## DATA SUPPLIED:
┌──

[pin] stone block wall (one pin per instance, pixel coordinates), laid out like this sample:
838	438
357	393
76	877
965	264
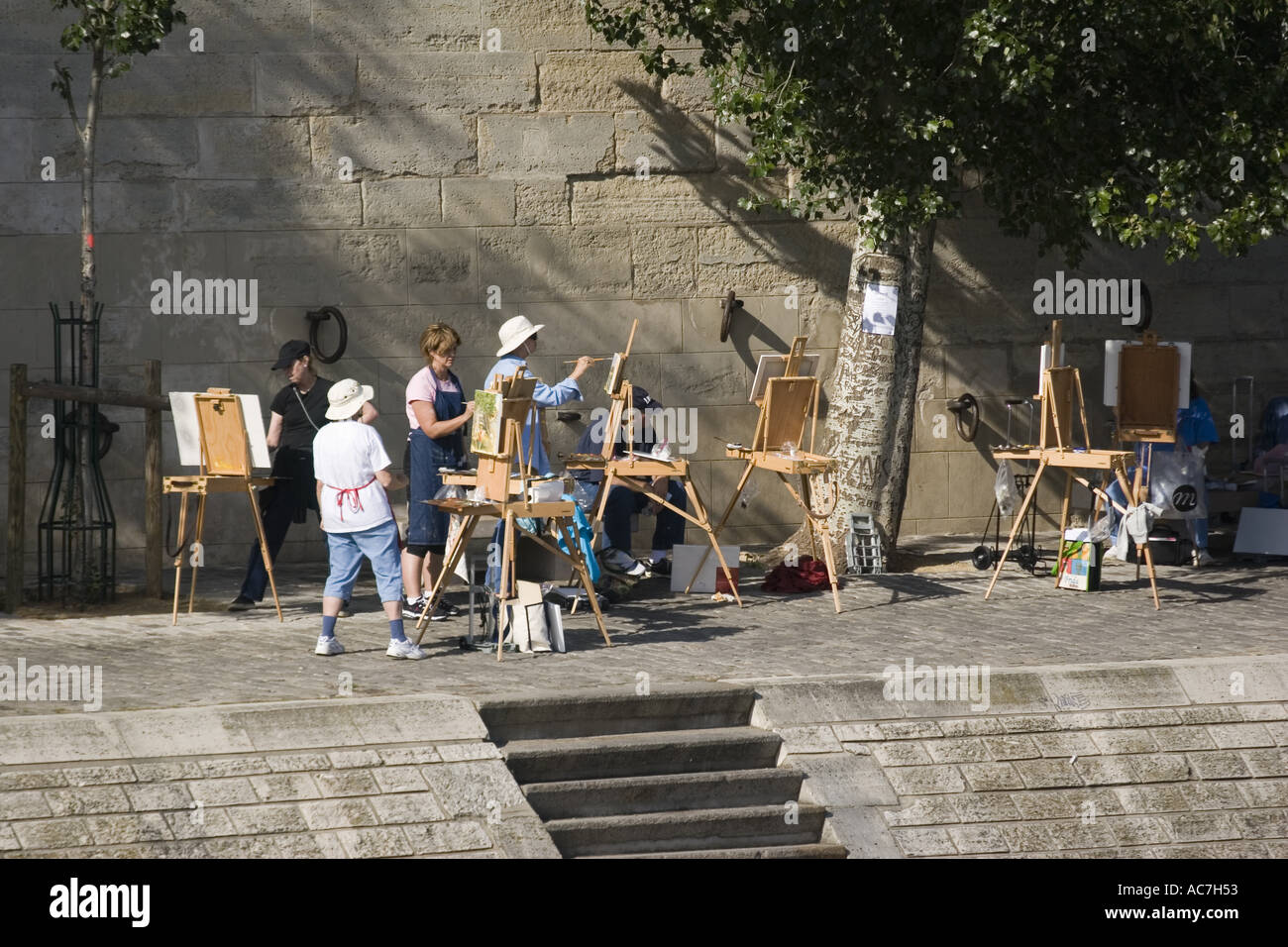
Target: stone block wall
510	159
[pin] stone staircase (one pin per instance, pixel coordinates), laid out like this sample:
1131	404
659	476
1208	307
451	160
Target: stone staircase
675	775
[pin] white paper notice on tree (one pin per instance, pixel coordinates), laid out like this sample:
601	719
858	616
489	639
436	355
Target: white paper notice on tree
880	304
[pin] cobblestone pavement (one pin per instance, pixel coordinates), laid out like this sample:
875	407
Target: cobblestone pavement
936	617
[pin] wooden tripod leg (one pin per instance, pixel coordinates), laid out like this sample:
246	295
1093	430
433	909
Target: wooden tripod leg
506	577
450	562
178	560
263	548
1134	501
809	521
601	497
1141	496
715	534
201	554
1016	526
829	558
1064	523
568	528
696	501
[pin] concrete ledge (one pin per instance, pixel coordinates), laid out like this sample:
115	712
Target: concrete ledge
237	728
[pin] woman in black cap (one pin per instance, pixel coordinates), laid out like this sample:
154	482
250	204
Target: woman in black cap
297	414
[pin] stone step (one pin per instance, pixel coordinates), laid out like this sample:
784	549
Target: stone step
751	826
559	715
818	851
666	792
642	754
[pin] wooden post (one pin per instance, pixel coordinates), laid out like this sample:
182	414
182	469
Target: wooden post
17	486
153	482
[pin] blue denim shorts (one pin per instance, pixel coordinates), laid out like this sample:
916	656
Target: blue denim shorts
347	549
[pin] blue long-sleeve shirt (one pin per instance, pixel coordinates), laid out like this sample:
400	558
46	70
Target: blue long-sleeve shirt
544	395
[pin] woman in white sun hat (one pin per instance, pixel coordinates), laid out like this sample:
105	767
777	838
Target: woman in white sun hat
353	474
519	341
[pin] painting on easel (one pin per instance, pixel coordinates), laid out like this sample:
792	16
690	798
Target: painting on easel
614	375
485	436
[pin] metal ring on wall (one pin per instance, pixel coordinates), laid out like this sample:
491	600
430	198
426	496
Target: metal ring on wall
320	316
962	407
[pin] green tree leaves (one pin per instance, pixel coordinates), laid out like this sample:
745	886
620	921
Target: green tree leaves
1078	116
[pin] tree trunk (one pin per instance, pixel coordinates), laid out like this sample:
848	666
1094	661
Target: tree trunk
874	393
85	412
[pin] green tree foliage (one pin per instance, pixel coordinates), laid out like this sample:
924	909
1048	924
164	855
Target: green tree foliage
1162	120
120	29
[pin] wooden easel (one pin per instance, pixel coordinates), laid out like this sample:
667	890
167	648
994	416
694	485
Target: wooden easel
1061	388
226	468
1147	399
789	402
498	484
631	471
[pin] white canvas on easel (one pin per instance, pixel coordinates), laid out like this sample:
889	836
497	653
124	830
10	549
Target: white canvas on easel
1261	532
187	431
774	367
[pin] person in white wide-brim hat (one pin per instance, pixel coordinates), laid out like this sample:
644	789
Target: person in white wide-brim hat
352	472
519	341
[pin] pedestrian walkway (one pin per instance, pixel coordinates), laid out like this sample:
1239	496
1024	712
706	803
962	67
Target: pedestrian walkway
935	617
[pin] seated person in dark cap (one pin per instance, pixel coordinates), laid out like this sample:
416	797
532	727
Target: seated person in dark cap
625	502
296	415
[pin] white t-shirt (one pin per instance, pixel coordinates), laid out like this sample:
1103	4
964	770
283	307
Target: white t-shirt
346	458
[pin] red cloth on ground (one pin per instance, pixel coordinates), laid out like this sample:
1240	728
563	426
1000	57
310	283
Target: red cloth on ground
807	575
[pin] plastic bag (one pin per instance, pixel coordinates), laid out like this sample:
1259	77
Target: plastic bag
1004	488
1176	483
1102	530
583	493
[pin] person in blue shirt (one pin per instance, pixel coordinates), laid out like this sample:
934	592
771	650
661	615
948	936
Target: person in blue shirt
1196	429
623	502
519	341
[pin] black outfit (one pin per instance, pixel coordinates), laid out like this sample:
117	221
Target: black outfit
295	492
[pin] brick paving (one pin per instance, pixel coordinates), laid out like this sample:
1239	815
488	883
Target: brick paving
940	617
1096	788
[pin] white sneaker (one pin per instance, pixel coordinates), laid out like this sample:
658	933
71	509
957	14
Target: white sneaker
621	562
404	648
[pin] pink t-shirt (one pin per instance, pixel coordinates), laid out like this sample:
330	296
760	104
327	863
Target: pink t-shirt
424	386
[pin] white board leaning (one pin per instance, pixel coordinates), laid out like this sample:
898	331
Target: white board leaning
776	367
183	408
1115	347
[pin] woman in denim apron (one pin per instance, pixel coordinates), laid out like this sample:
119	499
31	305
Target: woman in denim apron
437	412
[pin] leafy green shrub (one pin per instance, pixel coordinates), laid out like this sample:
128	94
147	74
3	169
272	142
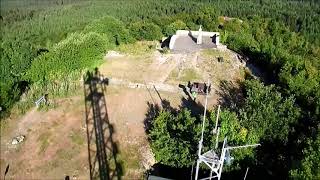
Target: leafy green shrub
79	51
266	112
175	138
145	31
113	28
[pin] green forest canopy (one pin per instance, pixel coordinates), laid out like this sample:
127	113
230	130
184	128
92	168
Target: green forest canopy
48	45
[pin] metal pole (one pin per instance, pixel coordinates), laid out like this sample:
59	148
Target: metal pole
237	147
204	114
215	128
222	157
245	176
197	169
217	138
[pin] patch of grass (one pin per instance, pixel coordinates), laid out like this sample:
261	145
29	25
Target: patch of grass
44	140
189	75
138	48
214	54
130	159
77	138
66	154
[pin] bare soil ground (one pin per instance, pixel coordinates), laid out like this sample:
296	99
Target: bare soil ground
56	139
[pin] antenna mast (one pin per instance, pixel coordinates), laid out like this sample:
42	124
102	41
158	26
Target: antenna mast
210	158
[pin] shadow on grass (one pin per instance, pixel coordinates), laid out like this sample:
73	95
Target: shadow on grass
102	150
231	95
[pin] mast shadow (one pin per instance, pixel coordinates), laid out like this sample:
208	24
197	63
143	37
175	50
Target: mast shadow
102	150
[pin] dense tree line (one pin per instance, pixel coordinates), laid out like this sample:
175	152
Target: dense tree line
48	47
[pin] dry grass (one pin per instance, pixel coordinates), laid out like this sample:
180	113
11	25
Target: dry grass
138	48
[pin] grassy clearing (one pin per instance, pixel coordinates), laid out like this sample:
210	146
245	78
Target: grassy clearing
44	141
185	76
214	53
138	48
130	158
77	137
189	75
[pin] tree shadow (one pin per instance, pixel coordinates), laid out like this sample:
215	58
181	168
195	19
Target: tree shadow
231	95
102	150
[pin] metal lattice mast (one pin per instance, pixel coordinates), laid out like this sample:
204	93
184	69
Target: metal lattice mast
210	158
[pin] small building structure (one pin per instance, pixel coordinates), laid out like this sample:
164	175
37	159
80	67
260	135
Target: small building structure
191	41
199	88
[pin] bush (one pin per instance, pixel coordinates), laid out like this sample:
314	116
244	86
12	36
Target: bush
79	51
145	31
114	29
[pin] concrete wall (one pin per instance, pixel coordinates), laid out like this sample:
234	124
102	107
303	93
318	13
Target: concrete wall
195	33
172	41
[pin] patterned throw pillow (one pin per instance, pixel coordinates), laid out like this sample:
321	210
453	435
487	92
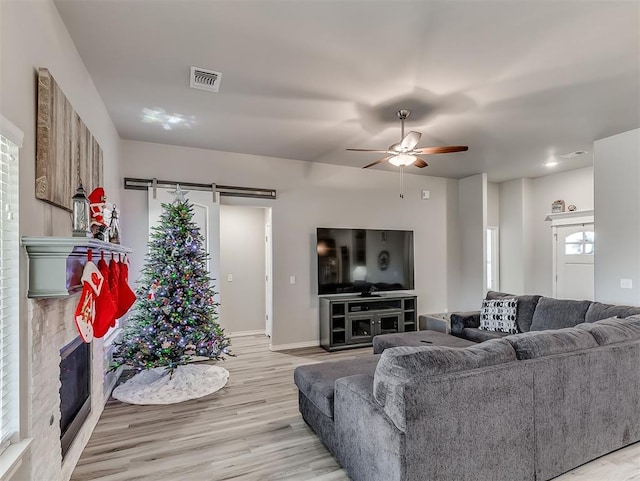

└──

## TASK INSTRUCTIONS:
Every line above should be transcribed exactly, though no image should be carried over.

## SOLUTION FOR THIS PROBLEM:
[pin] stone block wall (one pin per instance, pixel coordinates), laid out like this sample:
838	438
357	393
76	877
965	264
Target: stone block wall
510	159
[pin] stone staircase (one pin per instance, pixel coordinates), laid out like this sample:
1131	404
659	476
1208	307
451	160
Target: stone staircase
675	775
[pin] white paper notice on tree (one pin per instance, pixel coordinates), laid out like this sample:
601	719
858	616
489	639
436	355
Target: white paper notice on tree
880	304
[pin] cobblestone pavement (one pin per instance, pixel coordinates), laid out like this sample:
875	407
Target: cobblestone pavement
936	617
[pin] wooden tripod leg (one pin per instance, pixel coordinates), laid out like this sample:
246	295
1093	430
433	909
Target: wooden tripod leg
506	577
450	562
178	560
263	548
1134	501
809	521
601	497
1141	496
715	534
201	554
1016	526
829	558
1064	523
568	528
696	501
[pin] concrete ledge (one pin per instance, pixel coordinates), laid out like this sample:
115	712
Target: concrete ledge
237	728
[pin] woman in black cap (one pin per instance, pixel coordinates), laid out like this sample:
154	482
250	204
Target: woman in black cap
297	414
[pin] stone step (one pin per instance, pixel coordinates), laid out like this sample:
784	549
Target: stone step
751	826
559	715
818	851
666	792
642	754
[pin] wooden post (one pin per instance, pixel coordinates), laid out like this sample:
182	414
182	469
Target: wooden post
17	486
153	482
[pin] blue denim shorts (one pin per instance, pixel coordinates), laid out like this sample:
916	656
Target: blue denim shorts
347	549
[pin] blue long-sleeve shirt (one pin per instance, pixel coordinates), laid out like this sample:
400	558
46	70
Target: blue long-sleeve shirt
544	395
[pin] woman in white sun hat (one pin per instance, pixel coordinates), laid out like this sample:
105	767
777	838
Target: woman in white sun hat
353	474
519	341
[pin] painting on easel (one pin per instance, pixel coordinates), laid out like this sample:
792	16
690	798
Target: painting on easel
614	375
485	436
[pin] metal ring on wall (one pin per instance, pixel coordinates), laid out like this sample:
491	600
430	198
426	496
Target: metal ring on wall
320	316
962	407
[pin] green tree leaves (one pin per instance, pixel coordinates), laid out like this sample:
745	886
620	921
Target: green tree leaves
1078	116
[pin] tree trunk (one pin per instance, pixel coordinates), laid out like this sample:
848	666
1094	661
Target: tree trunk
874	393
85	412
[pin] green tree foliage (one pin per instance, pixel coordinates), laid out like this sample:
924	909
1048	924
164	855
Target: green tree foliage
1162	120
120	29
[pin] wooden easel (one pin per instance, pixel coordinates), laid out like this sample:
667	890
167	648
994	416
694	485
Target: wooden easel
1061	388
226	468
1147	399
789	402
498	484
631	471
[pin] white canvas on easel (one pin per instance, pixel coordinates), laid out like this sample:
889	836
497	653
124	830
10	549
Target: white canvas on easel
1261	532
187	431
774	367
[pin] person in white wide-brim hat (one pin per instance, pixel coordinates), laid out like this sample:
644	789
Target: person in white wide-brim hat
352	472
519	341
[pin] pedestrian walkway (one pin per instance, pixel coordinates), laid out like this sample:
1239	496
1024	712
706	803
962	67
Target: pedestrian walkway
935	617
[pin] seated person in dark cap (one pin per instance, pixel coordinates), laid out like this sample:
416	797
532	727
Target: seated person in dark cap
625	502
296	415
[pin] white t-shirt (one pin per instance, pixel coordinates), laid out like this sample:
1103	4
964	770
283	307
Target: white t-shirt
346	458
[pin] red cloth on ground (one pin per instance, pixel coordinates), laid out like this sample:
1240	728
563	426
1000	57
310	283
Target: red cloth on ground
807	575
[pin] plastic bag (one pin per instance, pixel coordinates), laid out like this sample:
1259	77
Target: plastic bag
1004	488
1176	483
1102	530
583	493
[pin] person in blue shirt (one pin per instance, pixel coordinates), laid out like this sample:
934	592
771	650
661	615
948	936
Target: person in blue shirt
1196	429
623	502
519	341
[pin] black outfit (one pin per instance, pixel coordinates), laid out like this sample:
117	221
Target: black outfit
295	492
[pin] brick paving (one pin per instance, pixel coordinates), laid out like this sample:
1239	815
488	883
Target: brick paving
940	617
1096	788
[pin] white sneaker (one pin per instance, pixel coordinates), laid out like this sample:
658	933
71	509
957	14
Target: white sneaker
621	562
404	648
[pin] pink t-shirt (one pin per instance, pixel coordinates), laid out like this sample:
330	296
760	104
327	863
Target: pink t-shirt
424	386
[pin] white board leaning (one pin per instance, pixel coordinates), laid out like this sample:
898	331
Target: white board leaning
776	367
183	408
1115	347
[pin] woman in denim apron (one pin per instance, pixel coordinates), laid out like this sample:
119	499
31	305
Target: woman in denim apron
437	412
[pin] leafy green shrub (one pin per instance, pixel coordinates), laid out like this sample:
128	94
147	74
3	169
272	142
Target: leafy green shrub
79	51
266	112
175	138
145	31
113	28
[pin] green forest canopy (one pin per instance, pixel coordinates), laid out like this sample:
127	113
230	130
184	128
92	168
Target: green forest canopy
48	45
[pin] metal pole (one pin per instance, pixel coordinates), laid out like this sample:
59	148
Target: metal pole
237	147
204	114
215	128
222	157
245	176
197	169
217	138
[pin] patch of grass (one pin per instance, pixel coordinates), laid out like this sample:
261	145
29	25
Target: patch of grass
44	140
189	75
138	48
214	54
130	159
77	138
66	154
[pin] bare soil ground (one pin per instance, pixel coordinates), laid out like this sample:
296	99
Target: bare soil ground
56	139
[pin] antenna mast (one pin per instance, pixel coordinates), laid out like this sample:
42	124
102	41
158	26
Target: antenna mast
210	158
[pin] shadow on grass (one pin per instance, pixel coordinates), laid out like this sample:
73	95
Target: shadow on grass
102	150
231	95
[pin] mast shadow (one pin per instance, pixel coordinates), laid out like this sample:
208	24
197	63
143	37
175	50
Target: mast shadow
102	150
[pin] dense tree line (one pin per instance, pixel coordinates), laid out like this sample:
175	152
Target: dense tree line
48	47
[pin] dry grass (one pin per instance, pixel coordinates), laid out like this sample:
180	113
11	25
Target: dry grass
138	48
[pin] grassy clearing (one pin per instance, pixel coordinates), laid out like this sample:
210	146
245	78
Target: grassy clearing
44	141
185	76
214	53
138	48
130	158
77	137
189	75
[pin] tree shadow (one pin per instance, pixel coordinates), laid out like this sample:
215	58
181	168
195	19
Target: tree shadow
231	95
102	150
[pin] metal lattice mast (one pin per instance, pixel coordinates), laid out like this sample:
204	93
184	69
Target: metal lattice mast
210	158
[pin] small building structure (one pin per instance, pixel coordinates), laid out like this sample:
164	175
37	159
80	67
260	135
Target: small building structure
191	41
199	88
[pin] bush (one pin per instance, pixel coordinates), laid out like this sample:
314	116
244	86
12	36
Target: bush
79	51
145	31
114	29
[pin] concrete wall (one pin per instance, pixel coordinates), laid out like this sample:
234	124
102	107
303	93
318	13
Target: concrete wall
195	33
172	41
[pin] patterned throw pillow (one pin per instance, pixel coordinates), laid out like this sample:
321	210
453	435
487	92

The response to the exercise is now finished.